■ WHAT YOU WILL DO:
1/ Answer these questions from the excerpt below on the Catherine Winters disappearance, one line each:
(a) On what day and date did Catherine disappear from her home?
(b) At which theater did the newsreel debut, and in what month and year?
(c) According to the foreword, what single subject does Volume IV focus on?
2/ List every public library whose staff is thanked in the dedication of the Catherine Winters excerpt below.

====== READING PASSAGE ======

April 14, 2013: Charlene and Lisa
October 2, 1994: Catherine’s Bed and Breakfast
1916-1940: After The Audience
May 15, 2013: Time to Ring Fire Bells and Blow Waterworks Whistles
April 27 Through 30, 2013: Charlene and Lisa
Glossary of Major Players
References, Notes, and Bibliography
Dedication and Acknowledgements
To the innocent, hard-working New Castle citizens who endured the traumatic days of the Catherine Winters disappearance, and the subsequent generations. In due time, perhaps your generous efforts will be repaid . . . and to all the honest, courageous people who allowed me to use their stories for the book. With special thanks to the staffs of New Castle Henry County, Dublin, Cambridge City, and Knightstown Public Libraries, who helped me research.—CZP
To the gypsies who have unjustly suffered a century of blame for Catherine’s disappearance.—Lisa
Foreword
To Mom’s beloved Haunted Henry County fans: the format for Volume IV is different. This book focuses on a single subject: the 1913 Catherine Winters disappearance. Since 1982, Mom pored over old newspapers, city directories, obituaries, county legal records, census reports, and school yearbooks to locate major players in the Winters legend, or their surviving relatives, interviewing many personally. She copied thousands of Winters newspaper articles from all over the nation, by longhand or Xerox. By growing up with the legend and devoting so much of her life to the search for Catherine, Mom became a part of the story.
1913: Catherine’s Film
New Castle, Indiana
With the tripod pointed toward the American Foursquare home, the man cranked the camera handle, filming a blond boy named Frank Winters as he played with a litter of kittens. A white feline snapped its tail, frisking on the boy’s lap.
A little girl about Frank’s size skipped onto the steps and snatched a young cat. Jane Hyde, Frank’s cousin, smiled triumphantly at the cameraman.
Two dolls in a toy buggy sat behind Frank. They belonged to Frank’s older sister, 9-year-old Catherine Winters. She would stroll with her dolls and fancy pram down to Thornburg Street… . but she would never cross it. She was mindful of what her stepmother, Byrd, instructed her.
Catherine couldn’t be in the movie. She was missing.
One of the last photographs ever taken of Catherine concluded the grainy film. Catherine disappeared from her home Maundy Thursday, March 20, 1913—hours before a full lunar eclipse heralded the first raindrops that became one of the most devastating floods in American history.
At the Grand Theater, the newsreel debuted in April, 1914, and featured Frank, his father, Dr. William Asa Doc
Winters, his stepmother, Byrd Winters, cousin Jane, and the kittens. It drew large crowds, and folks donated lots of money to see it.
Winters, affectionately called Acie
by close family, lectured around the country showing the film for donations. Sometimes someone would play the song "Where Did Catherine Winters Go?" on the piano to accompany it.
Winters garnered a percentage of the proceeds to help with the search for his missing daughter. During the first week of the movie’s release, it was shown at least four times and made around $100 each showing, give or take. The public’s enthusiastic response to the film kept alive hopes that Catherine might yet be found.

====== COLLECTED DATA ======

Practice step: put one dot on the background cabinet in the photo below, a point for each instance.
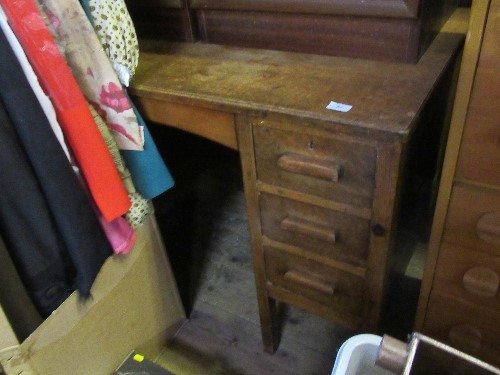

======

■ SOLUTIONS IN ORDER:
1/
(a) Maundy Thursday, March 20, 1913
(b) The Grand Theater, in April 1914
(c) The 1913 Catherine Winters disappearance

2/
New Castle Henry County Public Library
Dublin Public Library
Cambridge City Public Library
Knightstown Public Library